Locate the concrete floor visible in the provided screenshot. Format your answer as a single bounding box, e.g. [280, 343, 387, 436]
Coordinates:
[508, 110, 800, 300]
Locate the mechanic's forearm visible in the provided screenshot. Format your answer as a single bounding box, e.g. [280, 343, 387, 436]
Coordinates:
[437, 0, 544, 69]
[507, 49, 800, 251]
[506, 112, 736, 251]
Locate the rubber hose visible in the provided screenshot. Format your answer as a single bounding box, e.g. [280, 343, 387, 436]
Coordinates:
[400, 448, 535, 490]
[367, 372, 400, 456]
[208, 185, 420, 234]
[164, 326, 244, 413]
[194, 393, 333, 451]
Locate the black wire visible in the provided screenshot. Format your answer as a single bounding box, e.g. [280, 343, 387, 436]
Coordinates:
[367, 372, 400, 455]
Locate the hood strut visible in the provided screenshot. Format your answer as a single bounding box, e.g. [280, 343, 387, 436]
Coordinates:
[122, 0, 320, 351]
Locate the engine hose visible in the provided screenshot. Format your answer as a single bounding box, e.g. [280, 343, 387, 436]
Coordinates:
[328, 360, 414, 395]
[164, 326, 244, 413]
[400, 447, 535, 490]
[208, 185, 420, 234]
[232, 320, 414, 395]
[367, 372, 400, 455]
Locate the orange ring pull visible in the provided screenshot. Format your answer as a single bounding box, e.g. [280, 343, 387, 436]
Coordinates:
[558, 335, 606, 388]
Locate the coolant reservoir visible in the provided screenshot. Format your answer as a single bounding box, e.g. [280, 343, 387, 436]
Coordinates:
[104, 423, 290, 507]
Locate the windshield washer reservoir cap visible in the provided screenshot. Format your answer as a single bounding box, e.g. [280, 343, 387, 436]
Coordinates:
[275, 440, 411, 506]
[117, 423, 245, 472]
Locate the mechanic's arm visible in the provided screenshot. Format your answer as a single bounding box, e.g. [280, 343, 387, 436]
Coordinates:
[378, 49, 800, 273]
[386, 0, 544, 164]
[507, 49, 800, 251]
--------------------------------
## WHAT YOU NEED TO DO
Turn every line of the items above into a Markdown table, with a Row column that numbers each line and a Line column that holds its text. Skip any blank lines.

## RESPONSE TO THE EXERCISE
| Row | Line |
|---|---|
| 1 | Locate the concrete floor visible in the provided screenshot. Format your answer as a single bounding box, e.g. [280, 343, 387, 436] |
| 2 | Coordinates: |
| 3 | [508, 110, 800, 300] |
| 4 | Locate the mechanic's forearm visible in the provided screenshot. Format your answer as a single bounding box, e.g. [280, 343, 387, 436] |
| 5 | Coordinates: |
| 6 | [437, 0, 544, 69] |
| 7 | [507, 49, 800, 251] |
| 8 | [506, 112, 736, 251] |
| 9 | Locate the rubber hose visible in the provided screenshot. Format your answer as a single bounding box, e.g. [280, 343, 387, 436] |
| 10 | Coordinates: |
| 11 | [400, 448, 535, 490] |
| 12 | [367, 372, 400, 456] |
| 13 | [208, 185, 420, 234] |
| 14 | [164, 326, 244, 413] |
| 15 | [194, 393, 333, 451] |
| 16 | Locate the black wire visible in the provided screenshot. Format your answer as a single bounding box, e.g. [280, 343, 387, 436] |
| 17 | Coordinates: |
| 18 | [367, 372, 400, 455] |
| 19 | Locate the hood strut visible in the provided screenshot. Format your answer as a single bounding box, e.g. [280, 343, 387, 436] |
| 20 | Coordinates: |
| 21 | [122, 0, 320, 351] |
| 22 | Locate the engine hose visible in the provided screenshot. Format your answer as a single bounding box, e.g. [280, 343, 387, 436] |
| 23 | Coordinates: |
| 24 | [328, 360, 414, 395] |
| 25 | [164, 326, 244, 413] |
| 26 | [400, 447, 535, 490] |
| 27 | [208, 185, 420, 234] |
| 28 | [232, 320, 414, 395] |
| 29 | [367, 372, 400, 455] |
| 30 | Locate the orange ring pull visible in the provided screenshot. Format your answer as a single bounding box, e.g. [280, 343, 387, 436] |
| 31 | Coordinates: |
| 32 | [558, 335, 606, 388] |
| 33 | Locate the coolant reservoir visible in the provided screenshot. Format your answer as a single bounding box, e.g. [280, 343, 387, 436] |
| 34 | Coordinates: |
| 35 | [104, 423, 290, 507] |
| 36 | Locate the windshield washer reservoir cap visible in the provided screenshot. Format your answer as a single bounding box, e.g. [280, 343, 387, 436] |
| 37 | Coordinates: |
| 38 | [275, 440, 411, 506] |
| 39 | [117, 423, 245, 472] |
| 40 | Locate the mechanic's arm visible in the provided screenshot. Format your answer as a single bounding box, e.g. [280, 343, 387, 436] |
| 41 | Coordinates: |
| 42 | [378, 49, 800, 273] |
| 43 | [386, 0, 544, 164] |
| 44 | [507, 49, 800, 251] |